● Description of the task
Carry on the news report about the Middlesbrough bank worker's court case, picking up after its last sentence.

● Passage shown
════════════════

A sick toddler who is among 60 people in the UK with a rare blood disease saved his father from jail yesterday.

Bank worker Christopher Atkinson, 22, from Middlesbrough, was unable to cope with the stresses of his three-year-old child's anaemia.

He parted from his lover, then began to steal from his employer, Barclaycard, and from a businessman uncle, said Rod Hunt, defending.

Paul Cleasby, prosecuting, said that Atkinson, a customer inquiries clerk with Barclaycard, used the name of a dead customer to send a new card to his girlfriend's address in August 1999. He used the card to buy goods.

Atkinson's deception was found out, but while on bail last December he stole his uncle's company cheque book. He and friends cashed a number of cheques, Teesside Crown Court heard.

Mr Cleasby said: "Atkinson told police that he was unable to manage on his low income and he supplemented it by stealing."

Recorder Peter Benson told Atkinson: "People in positions of trust who betray that trust are normally sent to custody.

"It seemed to me that your out-of-character behaviour was very much the product of the very tragic domestic circumstances in relation to the health of your own child.

════════════════

● Data records
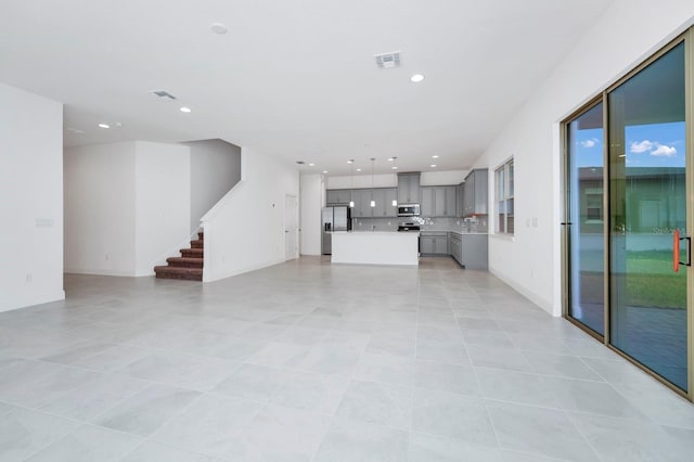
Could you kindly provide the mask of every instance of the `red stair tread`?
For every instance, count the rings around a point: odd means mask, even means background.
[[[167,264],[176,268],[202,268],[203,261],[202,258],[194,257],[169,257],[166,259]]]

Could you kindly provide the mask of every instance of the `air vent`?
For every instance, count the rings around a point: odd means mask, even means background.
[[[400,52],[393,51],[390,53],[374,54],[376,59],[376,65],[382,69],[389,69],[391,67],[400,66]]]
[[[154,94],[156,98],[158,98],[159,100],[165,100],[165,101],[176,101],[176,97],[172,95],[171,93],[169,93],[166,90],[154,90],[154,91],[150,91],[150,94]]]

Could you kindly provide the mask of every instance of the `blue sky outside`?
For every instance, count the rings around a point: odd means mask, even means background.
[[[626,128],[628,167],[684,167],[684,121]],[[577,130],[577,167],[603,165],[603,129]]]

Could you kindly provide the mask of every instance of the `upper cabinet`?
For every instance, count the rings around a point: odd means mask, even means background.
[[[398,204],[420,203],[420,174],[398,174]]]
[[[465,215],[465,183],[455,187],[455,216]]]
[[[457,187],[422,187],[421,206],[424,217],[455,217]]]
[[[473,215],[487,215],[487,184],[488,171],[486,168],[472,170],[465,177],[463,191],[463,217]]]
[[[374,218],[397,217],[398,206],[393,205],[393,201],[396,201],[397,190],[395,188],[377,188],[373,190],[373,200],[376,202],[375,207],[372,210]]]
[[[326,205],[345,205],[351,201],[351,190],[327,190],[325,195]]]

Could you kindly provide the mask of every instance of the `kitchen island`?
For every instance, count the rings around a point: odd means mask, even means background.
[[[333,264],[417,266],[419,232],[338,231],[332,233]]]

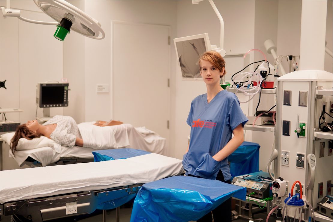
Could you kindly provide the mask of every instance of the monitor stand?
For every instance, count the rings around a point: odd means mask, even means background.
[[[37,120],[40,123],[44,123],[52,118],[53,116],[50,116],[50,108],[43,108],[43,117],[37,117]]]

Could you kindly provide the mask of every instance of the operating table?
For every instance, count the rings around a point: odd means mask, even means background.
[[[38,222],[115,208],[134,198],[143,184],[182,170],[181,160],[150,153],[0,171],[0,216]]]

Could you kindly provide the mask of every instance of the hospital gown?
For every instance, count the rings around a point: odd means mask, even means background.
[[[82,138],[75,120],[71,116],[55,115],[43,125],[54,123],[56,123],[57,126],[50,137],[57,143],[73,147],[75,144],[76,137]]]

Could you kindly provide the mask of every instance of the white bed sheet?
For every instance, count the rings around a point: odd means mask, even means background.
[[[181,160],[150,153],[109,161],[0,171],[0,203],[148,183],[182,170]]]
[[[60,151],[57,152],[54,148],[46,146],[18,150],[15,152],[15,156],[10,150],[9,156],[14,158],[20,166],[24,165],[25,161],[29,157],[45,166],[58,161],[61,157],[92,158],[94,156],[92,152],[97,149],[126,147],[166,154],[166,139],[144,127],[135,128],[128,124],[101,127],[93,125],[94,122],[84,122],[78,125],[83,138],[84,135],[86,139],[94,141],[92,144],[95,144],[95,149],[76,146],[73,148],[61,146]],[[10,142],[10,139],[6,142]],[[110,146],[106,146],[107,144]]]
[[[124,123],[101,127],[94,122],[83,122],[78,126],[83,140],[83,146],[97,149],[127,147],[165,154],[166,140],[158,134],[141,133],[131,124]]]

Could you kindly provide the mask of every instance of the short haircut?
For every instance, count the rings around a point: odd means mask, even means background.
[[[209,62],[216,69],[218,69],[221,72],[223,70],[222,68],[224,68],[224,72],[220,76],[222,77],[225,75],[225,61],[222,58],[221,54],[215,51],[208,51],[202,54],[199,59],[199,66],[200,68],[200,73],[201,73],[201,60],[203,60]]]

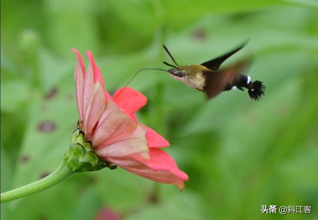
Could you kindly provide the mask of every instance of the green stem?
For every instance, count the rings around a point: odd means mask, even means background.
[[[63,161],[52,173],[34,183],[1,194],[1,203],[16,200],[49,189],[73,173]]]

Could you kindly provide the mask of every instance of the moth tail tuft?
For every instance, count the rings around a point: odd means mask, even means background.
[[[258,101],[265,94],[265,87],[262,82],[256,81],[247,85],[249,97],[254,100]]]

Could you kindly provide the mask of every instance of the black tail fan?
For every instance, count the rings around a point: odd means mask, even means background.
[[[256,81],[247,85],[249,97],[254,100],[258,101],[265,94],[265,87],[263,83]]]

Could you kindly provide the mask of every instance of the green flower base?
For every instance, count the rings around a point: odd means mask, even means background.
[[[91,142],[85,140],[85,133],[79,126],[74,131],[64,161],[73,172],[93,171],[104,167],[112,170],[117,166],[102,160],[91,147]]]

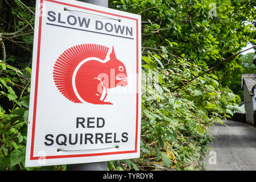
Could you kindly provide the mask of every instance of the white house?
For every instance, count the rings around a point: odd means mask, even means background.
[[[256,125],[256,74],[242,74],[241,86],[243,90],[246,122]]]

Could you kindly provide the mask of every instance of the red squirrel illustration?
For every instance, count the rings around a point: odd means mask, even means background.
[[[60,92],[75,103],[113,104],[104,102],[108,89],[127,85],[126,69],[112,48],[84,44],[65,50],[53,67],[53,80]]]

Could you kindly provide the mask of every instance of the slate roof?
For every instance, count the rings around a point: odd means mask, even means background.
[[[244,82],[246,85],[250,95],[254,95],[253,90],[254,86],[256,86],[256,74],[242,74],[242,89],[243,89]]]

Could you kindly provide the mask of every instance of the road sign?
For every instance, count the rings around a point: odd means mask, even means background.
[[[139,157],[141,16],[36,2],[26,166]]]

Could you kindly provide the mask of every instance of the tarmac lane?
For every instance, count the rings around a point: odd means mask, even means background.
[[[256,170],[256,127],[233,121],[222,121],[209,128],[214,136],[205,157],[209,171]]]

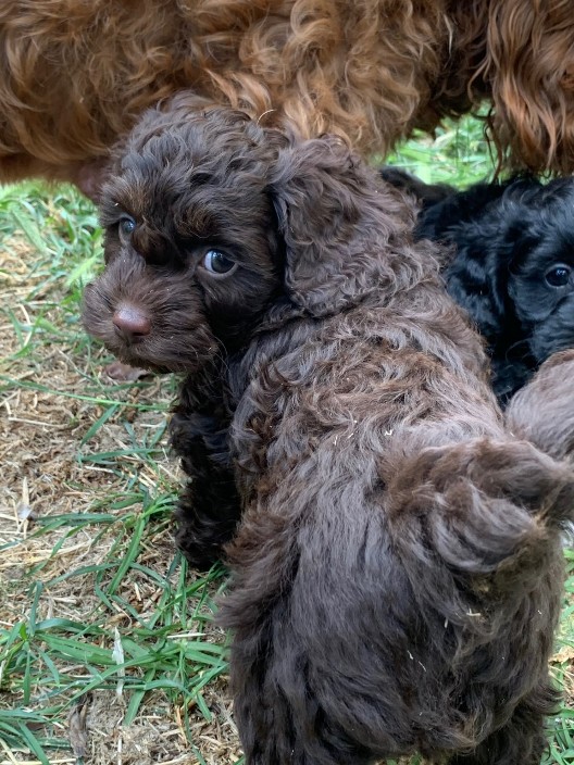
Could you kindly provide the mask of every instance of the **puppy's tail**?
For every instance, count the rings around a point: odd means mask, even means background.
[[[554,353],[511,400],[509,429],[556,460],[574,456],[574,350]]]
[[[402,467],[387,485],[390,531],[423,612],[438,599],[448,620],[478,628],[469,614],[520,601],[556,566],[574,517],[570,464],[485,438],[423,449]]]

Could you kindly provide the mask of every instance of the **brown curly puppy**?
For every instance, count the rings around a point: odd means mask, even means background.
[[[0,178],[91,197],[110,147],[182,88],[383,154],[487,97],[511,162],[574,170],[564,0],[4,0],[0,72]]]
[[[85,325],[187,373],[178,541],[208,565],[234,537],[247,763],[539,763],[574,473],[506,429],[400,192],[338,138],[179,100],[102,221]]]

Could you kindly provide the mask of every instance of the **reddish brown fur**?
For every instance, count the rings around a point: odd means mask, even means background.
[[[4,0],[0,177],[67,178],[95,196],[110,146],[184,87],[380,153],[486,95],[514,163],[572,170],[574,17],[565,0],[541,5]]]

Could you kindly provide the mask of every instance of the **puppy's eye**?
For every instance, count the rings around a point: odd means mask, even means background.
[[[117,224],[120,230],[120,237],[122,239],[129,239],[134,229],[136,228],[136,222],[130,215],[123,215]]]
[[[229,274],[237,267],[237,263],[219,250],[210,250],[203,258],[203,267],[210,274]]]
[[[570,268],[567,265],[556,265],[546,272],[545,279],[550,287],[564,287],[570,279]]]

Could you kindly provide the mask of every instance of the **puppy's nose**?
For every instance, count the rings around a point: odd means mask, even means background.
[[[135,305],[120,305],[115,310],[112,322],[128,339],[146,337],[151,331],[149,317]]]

════════════════

● Exercise result
"And so, in these exceptional circumstances, and given the fact that over the long period of something like 16 months since you stopped offending you have got yourself a job and are in a position to make compensation, I see the illness of your child as exceptional circumstances which just allow me to avoid sending you to prison today."

Atkinson, of Hazel Court, Middlesbrough, Teesside, was ordered to do 180 hours community service and to pay £40 a week compensation totalling £1,250 to Barclaycard and £2,750 to Cash Generators.

He pleaded guilty to charges of unauthorised access to a computer with intent, two thefts, obtaining goods by deception and forgery. He also asked for 16 deception offences to be taken into consideration.